Records
········

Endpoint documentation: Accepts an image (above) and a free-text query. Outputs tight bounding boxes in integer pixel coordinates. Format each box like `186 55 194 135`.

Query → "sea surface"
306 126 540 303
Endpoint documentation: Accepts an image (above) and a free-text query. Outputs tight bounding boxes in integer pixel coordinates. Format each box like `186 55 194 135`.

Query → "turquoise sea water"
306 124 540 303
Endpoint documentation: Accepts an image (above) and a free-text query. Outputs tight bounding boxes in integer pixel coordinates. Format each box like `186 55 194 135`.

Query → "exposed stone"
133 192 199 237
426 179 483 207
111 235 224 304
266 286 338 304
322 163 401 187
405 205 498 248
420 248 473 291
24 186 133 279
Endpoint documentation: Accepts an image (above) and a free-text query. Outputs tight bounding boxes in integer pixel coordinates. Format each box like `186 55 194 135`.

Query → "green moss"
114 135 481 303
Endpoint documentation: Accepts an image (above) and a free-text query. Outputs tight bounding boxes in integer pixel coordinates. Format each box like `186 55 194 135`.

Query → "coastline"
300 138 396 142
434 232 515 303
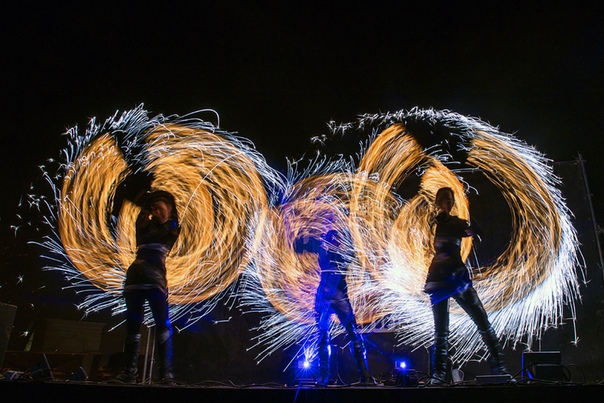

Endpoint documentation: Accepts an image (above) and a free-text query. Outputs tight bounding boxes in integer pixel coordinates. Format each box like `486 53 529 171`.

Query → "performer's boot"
479 327 512 378
430 332 449 385
315 341 331 388
351 340 375 385
156 330 174 384
115 334 141 383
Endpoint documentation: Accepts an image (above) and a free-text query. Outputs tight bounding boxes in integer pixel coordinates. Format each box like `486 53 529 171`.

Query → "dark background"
0 1 604 386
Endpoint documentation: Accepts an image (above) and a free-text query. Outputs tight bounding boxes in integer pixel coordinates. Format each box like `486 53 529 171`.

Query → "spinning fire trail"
246 109 581 363
32 108 580 362
34 108 280 328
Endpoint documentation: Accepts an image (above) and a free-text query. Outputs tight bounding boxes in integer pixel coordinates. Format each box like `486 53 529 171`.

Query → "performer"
295 230 375 387
424 187 510 385
117 191 180 383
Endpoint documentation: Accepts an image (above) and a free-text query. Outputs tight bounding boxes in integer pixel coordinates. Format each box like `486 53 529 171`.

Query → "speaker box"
522 351 564 381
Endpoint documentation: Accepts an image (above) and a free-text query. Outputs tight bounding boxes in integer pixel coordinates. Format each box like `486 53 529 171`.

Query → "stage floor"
0 380 604 403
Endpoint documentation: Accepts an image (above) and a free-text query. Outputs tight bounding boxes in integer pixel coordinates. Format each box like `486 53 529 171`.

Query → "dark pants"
432 287 491 336
315 290 359 344
124 288 172 335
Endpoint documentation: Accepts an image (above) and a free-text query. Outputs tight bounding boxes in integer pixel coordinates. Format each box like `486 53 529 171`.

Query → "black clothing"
424 213 472 304
424 213 509 384
118 192 180 382
295 238 375 387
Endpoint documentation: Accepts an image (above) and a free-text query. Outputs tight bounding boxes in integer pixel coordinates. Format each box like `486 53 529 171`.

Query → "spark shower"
28 105 582 368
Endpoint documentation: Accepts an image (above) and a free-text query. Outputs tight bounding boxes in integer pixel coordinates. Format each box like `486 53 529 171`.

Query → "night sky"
0 0 604 318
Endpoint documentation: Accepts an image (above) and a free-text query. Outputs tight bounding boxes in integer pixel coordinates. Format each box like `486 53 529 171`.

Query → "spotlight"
394 360 407 371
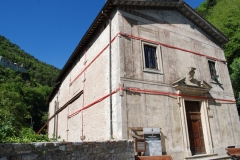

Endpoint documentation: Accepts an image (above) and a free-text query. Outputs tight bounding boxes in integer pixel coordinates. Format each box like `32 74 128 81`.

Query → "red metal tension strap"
119 32 226 63
128 88 236 103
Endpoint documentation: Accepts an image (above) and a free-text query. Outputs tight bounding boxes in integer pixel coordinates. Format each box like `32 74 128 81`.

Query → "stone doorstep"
184 154 231 160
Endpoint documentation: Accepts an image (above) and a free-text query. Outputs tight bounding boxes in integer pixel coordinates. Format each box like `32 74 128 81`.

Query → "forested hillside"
0 36 60 142
197 0 240 111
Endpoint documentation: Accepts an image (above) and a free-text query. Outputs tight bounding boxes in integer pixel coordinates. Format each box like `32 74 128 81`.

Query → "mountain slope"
0 36 60 142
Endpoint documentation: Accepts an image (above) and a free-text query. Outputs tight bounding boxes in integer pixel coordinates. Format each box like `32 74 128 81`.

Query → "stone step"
184 154 231 160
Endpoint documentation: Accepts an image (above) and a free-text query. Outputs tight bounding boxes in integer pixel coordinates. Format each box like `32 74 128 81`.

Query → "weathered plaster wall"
119 10 240 158
0 141 135 160
49 9 122 141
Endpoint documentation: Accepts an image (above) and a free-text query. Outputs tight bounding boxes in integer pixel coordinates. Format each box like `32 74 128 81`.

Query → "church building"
48 0 240 159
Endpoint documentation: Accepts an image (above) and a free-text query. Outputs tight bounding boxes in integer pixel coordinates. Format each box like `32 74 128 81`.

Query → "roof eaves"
178 2 229 45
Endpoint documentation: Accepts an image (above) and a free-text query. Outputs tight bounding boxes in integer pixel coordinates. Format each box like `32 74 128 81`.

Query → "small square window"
142 42 162 73
208 60 219 82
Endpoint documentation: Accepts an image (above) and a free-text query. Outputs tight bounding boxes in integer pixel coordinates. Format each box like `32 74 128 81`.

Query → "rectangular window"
208 60 219 81
144 45 158 70
142 42 162 73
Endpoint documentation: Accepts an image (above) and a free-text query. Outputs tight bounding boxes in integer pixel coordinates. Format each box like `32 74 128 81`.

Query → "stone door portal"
185 101 206 155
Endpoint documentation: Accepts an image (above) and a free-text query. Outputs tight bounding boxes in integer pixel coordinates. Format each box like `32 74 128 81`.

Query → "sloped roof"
47 0 228 102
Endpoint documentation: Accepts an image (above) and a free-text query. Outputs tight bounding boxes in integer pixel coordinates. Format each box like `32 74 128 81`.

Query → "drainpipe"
102 11 113 139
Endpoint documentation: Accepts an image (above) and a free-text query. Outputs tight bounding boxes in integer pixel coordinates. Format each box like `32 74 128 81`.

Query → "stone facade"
48 0 240 159
0 141 134 160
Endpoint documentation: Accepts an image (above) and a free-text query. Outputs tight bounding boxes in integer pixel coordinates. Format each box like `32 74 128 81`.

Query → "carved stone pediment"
172 67 212 95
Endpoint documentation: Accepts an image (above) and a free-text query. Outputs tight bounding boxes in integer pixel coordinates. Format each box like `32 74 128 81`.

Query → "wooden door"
185 101 206 155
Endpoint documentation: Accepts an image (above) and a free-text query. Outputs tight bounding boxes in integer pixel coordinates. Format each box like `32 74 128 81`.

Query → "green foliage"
0 36 59 142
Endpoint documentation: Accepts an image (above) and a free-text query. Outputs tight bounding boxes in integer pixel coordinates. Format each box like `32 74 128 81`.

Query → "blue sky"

········

— WHAT YOU NEED TO DO —
List every line of the material that contains the word "dark", copying each line in full. Case counts.

— EXERCISE ANSWER —
Query → "dark background"
Query → "dark pants"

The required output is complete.